→ **OBJECTIVE**: Please pull out every line in the entries below that contains the word "pine", and give them in the order they appear.
--- RECORDS PROVIDED ---
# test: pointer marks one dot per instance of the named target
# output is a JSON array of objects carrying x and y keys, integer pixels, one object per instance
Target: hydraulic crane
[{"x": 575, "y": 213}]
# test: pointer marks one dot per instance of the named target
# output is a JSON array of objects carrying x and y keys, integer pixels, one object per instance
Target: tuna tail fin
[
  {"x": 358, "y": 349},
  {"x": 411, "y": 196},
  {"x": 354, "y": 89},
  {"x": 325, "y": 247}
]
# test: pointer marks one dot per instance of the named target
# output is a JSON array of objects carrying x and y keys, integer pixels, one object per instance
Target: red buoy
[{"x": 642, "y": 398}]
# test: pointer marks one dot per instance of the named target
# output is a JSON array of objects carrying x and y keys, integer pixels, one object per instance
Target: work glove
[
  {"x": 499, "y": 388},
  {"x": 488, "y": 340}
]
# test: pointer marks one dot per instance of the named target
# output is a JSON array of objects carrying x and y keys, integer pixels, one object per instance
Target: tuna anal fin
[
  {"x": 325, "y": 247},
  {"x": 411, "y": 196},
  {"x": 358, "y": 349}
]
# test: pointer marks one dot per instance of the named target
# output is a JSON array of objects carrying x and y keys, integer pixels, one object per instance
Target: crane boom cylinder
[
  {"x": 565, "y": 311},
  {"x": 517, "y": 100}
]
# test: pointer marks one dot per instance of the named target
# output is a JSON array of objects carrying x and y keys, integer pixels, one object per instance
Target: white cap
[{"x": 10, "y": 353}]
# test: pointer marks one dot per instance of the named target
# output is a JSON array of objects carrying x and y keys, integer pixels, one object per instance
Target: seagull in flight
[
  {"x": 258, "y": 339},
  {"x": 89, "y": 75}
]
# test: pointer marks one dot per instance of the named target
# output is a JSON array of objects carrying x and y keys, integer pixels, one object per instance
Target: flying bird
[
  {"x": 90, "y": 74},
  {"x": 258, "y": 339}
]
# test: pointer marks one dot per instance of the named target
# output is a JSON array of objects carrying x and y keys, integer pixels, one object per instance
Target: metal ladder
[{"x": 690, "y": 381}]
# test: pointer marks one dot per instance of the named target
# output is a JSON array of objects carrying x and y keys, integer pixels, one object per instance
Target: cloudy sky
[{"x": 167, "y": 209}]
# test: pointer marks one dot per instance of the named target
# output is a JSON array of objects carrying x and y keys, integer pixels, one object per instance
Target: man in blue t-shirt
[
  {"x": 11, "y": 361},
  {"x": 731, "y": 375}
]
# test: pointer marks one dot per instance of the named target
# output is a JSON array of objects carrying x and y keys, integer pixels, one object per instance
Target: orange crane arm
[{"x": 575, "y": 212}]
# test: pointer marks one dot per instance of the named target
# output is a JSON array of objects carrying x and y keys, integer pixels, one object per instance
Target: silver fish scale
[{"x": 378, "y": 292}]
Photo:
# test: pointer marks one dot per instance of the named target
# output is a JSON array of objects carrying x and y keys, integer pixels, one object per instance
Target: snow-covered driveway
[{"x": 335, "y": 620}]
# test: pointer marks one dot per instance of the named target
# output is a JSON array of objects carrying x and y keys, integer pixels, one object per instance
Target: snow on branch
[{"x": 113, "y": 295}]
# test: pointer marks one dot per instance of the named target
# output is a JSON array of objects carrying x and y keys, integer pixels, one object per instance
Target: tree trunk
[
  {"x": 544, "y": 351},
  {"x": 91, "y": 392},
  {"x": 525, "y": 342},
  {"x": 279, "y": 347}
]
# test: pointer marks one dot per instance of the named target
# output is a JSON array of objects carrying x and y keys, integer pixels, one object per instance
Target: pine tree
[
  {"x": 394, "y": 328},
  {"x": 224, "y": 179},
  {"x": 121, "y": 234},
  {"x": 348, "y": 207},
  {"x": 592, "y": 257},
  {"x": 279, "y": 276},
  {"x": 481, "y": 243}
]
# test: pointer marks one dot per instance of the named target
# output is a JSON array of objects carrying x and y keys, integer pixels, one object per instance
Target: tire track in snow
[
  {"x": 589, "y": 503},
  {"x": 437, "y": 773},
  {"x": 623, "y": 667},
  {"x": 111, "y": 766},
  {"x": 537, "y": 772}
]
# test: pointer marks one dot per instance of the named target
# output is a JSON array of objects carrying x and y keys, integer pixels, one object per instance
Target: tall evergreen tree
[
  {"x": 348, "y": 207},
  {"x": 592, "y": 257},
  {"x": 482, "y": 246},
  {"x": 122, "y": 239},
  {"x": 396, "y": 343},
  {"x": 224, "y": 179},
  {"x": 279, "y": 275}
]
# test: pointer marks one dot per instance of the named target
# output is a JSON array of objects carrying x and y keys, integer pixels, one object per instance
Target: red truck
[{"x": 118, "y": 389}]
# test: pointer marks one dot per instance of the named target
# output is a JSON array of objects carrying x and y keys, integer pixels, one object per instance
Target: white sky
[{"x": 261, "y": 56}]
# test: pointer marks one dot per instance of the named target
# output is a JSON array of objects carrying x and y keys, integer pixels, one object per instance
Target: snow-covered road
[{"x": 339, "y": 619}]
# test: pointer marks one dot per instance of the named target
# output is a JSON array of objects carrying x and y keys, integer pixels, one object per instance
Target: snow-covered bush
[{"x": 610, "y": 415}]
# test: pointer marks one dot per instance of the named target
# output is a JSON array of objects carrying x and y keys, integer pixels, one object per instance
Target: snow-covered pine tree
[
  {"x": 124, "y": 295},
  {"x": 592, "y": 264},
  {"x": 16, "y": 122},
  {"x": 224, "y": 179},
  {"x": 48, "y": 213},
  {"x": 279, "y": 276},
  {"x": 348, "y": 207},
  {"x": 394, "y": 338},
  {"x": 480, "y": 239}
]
---
--- RECORDS PROVIDED ---
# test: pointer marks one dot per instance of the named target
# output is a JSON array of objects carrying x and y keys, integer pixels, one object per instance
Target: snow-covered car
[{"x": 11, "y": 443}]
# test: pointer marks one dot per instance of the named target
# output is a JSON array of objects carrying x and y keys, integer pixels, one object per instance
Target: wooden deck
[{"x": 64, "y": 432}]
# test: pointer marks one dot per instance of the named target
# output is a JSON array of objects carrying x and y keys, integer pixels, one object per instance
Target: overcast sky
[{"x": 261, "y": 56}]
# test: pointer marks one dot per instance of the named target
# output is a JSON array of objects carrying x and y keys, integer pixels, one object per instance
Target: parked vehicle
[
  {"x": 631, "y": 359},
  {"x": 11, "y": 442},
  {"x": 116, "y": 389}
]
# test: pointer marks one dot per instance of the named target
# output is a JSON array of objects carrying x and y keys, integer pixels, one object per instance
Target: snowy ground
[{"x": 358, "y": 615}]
---
--- RECORDS PROVIDED ---
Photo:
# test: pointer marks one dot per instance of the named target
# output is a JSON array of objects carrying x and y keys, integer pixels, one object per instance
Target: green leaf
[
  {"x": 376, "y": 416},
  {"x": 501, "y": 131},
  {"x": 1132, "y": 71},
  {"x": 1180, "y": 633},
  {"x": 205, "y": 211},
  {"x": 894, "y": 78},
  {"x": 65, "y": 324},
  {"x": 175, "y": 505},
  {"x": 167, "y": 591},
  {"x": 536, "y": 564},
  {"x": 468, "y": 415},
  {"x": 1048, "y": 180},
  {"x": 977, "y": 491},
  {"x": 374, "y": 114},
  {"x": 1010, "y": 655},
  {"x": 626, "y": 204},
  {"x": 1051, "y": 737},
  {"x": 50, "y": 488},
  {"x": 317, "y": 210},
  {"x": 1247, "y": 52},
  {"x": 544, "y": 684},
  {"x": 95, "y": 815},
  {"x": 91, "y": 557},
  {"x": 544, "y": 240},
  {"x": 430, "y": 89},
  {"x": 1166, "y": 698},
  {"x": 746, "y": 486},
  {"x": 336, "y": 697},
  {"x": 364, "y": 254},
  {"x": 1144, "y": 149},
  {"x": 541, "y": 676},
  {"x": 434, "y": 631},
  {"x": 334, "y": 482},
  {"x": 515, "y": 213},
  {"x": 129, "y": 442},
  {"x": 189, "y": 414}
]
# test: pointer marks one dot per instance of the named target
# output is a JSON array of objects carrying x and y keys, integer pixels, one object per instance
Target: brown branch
---
→ **WRITTEN SOLUTION**:
Target: pine tree
Target: snow-covered pine tree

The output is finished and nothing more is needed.